Aim - Show every line in the entries below that contains the string "compound".

▼▼▼

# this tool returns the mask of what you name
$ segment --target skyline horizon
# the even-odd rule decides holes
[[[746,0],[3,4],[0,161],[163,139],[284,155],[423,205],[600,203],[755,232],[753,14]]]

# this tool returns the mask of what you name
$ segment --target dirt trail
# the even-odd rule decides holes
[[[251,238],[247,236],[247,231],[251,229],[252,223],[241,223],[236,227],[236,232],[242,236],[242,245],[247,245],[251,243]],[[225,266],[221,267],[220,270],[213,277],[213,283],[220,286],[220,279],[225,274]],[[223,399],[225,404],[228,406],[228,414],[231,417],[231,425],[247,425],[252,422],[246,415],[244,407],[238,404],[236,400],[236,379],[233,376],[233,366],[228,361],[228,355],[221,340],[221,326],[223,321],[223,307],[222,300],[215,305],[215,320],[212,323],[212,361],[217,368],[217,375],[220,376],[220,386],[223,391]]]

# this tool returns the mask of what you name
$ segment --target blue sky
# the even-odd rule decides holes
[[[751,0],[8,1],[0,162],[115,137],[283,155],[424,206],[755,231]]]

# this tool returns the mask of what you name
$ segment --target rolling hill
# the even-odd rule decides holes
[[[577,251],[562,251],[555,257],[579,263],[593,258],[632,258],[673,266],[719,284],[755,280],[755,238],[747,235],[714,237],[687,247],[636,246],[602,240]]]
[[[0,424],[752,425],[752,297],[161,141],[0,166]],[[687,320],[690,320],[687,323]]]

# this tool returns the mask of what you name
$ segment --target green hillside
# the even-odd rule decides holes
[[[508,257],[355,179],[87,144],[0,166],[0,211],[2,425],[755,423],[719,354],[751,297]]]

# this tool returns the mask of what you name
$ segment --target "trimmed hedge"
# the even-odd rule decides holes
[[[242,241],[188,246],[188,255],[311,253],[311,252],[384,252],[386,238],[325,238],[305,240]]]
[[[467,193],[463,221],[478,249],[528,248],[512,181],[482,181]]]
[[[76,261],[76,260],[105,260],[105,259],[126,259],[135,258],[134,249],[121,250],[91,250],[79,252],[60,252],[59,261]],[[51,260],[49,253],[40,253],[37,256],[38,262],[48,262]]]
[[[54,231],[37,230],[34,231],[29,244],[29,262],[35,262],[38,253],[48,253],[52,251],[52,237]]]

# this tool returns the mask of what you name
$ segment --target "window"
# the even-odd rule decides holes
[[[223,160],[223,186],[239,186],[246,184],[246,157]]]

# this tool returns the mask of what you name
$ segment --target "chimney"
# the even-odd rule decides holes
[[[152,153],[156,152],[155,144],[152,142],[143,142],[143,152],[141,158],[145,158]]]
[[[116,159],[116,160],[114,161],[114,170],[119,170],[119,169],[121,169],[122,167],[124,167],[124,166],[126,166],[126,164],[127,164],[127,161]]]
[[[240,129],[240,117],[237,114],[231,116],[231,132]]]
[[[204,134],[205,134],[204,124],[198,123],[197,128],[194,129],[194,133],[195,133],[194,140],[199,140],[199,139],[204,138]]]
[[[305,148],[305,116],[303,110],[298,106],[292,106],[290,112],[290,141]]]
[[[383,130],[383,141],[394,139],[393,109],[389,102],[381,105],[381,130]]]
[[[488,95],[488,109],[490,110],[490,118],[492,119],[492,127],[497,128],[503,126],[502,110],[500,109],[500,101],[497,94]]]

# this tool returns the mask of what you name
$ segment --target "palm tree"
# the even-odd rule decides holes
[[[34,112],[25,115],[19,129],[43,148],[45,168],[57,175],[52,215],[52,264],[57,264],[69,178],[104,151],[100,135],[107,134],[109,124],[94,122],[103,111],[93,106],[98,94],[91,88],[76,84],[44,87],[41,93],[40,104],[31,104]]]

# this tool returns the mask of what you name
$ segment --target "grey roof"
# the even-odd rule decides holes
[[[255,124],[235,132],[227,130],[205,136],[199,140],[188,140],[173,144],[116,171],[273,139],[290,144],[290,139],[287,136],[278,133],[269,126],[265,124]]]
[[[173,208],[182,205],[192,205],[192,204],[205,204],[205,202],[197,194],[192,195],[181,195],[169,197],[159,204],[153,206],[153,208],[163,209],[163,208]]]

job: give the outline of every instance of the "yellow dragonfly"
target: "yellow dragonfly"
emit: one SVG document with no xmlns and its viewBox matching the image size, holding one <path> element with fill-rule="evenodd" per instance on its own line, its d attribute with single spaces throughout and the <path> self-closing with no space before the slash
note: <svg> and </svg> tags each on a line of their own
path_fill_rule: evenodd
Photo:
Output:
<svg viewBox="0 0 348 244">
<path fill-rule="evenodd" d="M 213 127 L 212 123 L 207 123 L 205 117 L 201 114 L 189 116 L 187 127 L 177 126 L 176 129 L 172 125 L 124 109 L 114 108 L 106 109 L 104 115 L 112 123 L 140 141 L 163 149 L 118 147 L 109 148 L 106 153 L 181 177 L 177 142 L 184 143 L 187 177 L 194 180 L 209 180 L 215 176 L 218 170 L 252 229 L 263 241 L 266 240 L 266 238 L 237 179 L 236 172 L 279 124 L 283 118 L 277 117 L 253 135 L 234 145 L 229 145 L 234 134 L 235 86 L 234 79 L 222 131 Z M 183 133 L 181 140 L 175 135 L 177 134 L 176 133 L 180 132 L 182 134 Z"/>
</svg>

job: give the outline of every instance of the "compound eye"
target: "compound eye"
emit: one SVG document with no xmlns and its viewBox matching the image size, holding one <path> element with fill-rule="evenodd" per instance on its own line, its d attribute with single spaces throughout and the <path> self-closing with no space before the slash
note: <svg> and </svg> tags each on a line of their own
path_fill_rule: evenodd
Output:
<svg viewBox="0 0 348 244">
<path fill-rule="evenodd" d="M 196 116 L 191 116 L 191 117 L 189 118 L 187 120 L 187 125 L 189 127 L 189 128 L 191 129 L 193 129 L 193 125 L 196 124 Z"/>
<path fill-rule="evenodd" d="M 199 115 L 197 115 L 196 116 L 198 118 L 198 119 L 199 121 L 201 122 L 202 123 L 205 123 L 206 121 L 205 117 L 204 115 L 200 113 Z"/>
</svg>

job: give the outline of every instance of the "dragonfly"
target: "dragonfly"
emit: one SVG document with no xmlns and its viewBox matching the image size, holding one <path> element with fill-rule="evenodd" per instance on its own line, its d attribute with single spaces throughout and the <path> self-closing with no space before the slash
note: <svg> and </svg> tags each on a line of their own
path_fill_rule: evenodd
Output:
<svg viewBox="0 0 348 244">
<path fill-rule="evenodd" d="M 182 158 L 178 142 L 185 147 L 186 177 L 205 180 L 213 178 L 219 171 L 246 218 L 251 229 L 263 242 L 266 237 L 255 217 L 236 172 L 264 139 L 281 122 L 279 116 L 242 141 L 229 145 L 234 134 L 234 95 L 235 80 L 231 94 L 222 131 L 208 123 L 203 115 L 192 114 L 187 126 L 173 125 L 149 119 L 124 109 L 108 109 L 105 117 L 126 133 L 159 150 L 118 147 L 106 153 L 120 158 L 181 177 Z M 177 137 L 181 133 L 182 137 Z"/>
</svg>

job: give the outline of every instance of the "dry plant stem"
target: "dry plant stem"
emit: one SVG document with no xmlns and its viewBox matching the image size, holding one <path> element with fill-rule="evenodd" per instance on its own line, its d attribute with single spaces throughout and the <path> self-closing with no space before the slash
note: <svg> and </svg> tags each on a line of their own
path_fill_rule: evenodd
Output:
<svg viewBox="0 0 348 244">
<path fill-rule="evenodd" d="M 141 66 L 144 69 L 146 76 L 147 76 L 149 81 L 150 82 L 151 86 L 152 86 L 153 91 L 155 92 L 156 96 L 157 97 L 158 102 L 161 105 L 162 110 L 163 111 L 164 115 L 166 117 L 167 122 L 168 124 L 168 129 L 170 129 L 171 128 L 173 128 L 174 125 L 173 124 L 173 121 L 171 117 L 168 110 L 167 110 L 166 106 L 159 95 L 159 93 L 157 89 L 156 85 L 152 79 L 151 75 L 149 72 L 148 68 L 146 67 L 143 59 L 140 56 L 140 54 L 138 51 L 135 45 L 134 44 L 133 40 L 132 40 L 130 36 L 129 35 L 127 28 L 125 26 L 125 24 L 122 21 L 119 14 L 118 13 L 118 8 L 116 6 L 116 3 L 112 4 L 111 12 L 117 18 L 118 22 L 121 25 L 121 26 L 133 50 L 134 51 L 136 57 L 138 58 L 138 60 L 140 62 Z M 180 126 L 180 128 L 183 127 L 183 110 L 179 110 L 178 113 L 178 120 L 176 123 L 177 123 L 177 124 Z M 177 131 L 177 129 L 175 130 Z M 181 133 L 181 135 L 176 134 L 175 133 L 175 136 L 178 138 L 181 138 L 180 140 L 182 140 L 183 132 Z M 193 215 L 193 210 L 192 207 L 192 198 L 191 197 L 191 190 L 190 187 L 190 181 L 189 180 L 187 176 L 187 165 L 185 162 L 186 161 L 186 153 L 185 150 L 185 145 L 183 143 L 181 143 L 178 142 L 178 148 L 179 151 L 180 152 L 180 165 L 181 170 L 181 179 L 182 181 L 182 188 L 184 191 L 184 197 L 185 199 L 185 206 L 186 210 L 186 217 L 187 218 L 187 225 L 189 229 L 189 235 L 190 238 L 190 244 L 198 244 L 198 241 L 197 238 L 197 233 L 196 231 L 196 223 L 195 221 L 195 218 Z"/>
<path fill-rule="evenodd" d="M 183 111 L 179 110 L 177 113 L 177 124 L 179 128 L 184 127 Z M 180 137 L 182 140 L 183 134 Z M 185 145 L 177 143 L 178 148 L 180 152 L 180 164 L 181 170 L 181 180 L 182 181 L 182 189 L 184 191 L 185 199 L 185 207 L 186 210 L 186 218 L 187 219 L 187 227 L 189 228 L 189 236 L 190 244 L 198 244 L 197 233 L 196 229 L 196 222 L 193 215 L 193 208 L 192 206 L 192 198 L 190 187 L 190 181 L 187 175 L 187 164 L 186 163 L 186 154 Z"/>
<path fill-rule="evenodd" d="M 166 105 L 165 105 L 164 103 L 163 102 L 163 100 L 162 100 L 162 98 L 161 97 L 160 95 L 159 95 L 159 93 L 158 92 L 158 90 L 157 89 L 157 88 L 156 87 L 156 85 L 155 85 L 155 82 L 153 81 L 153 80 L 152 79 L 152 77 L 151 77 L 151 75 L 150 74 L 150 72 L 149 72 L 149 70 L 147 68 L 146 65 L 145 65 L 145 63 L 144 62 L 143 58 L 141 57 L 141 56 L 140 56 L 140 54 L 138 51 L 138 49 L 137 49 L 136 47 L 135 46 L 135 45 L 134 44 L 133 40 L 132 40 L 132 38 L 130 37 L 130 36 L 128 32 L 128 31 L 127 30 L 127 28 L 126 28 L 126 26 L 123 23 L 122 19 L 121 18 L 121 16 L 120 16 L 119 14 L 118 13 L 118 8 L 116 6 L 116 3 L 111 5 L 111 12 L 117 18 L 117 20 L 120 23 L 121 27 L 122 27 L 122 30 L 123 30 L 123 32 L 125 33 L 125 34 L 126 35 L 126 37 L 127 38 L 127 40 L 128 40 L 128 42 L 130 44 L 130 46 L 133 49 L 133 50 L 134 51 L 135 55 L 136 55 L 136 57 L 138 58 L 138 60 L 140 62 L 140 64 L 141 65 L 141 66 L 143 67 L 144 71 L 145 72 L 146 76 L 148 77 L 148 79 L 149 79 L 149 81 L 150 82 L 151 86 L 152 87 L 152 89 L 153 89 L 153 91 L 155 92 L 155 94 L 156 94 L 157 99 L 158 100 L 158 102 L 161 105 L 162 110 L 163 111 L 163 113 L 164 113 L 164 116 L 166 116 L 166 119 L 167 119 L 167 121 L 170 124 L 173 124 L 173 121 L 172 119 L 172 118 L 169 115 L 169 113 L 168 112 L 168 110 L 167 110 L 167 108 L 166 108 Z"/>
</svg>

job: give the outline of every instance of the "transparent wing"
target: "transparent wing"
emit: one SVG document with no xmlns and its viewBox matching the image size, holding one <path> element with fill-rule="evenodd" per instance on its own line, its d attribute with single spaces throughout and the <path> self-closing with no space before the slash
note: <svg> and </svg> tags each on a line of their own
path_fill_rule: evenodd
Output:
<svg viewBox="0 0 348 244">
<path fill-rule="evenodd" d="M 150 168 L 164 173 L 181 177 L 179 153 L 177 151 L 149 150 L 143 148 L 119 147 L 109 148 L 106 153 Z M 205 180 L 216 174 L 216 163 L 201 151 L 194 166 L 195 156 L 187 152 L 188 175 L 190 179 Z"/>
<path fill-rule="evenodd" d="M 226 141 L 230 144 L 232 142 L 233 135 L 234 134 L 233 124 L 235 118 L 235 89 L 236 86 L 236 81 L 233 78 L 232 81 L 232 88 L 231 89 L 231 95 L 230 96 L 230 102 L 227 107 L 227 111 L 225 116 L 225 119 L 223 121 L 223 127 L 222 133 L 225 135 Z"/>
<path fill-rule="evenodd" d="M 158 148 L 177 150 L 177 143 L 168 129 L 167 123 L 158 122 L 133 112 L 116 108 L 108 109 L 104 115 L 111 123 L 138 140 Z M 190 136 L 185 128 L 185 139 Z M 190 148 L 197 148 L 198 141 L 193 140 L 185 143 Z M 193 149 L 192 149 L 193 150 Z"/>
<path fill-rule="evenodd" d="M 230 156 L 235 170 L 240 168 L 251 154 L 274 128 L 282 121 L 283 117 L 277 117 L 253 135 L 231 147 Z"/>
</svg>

▲▲▲

Completed exercise -
job: give the outline of every instance of the "compound eye"
target: "compound eye"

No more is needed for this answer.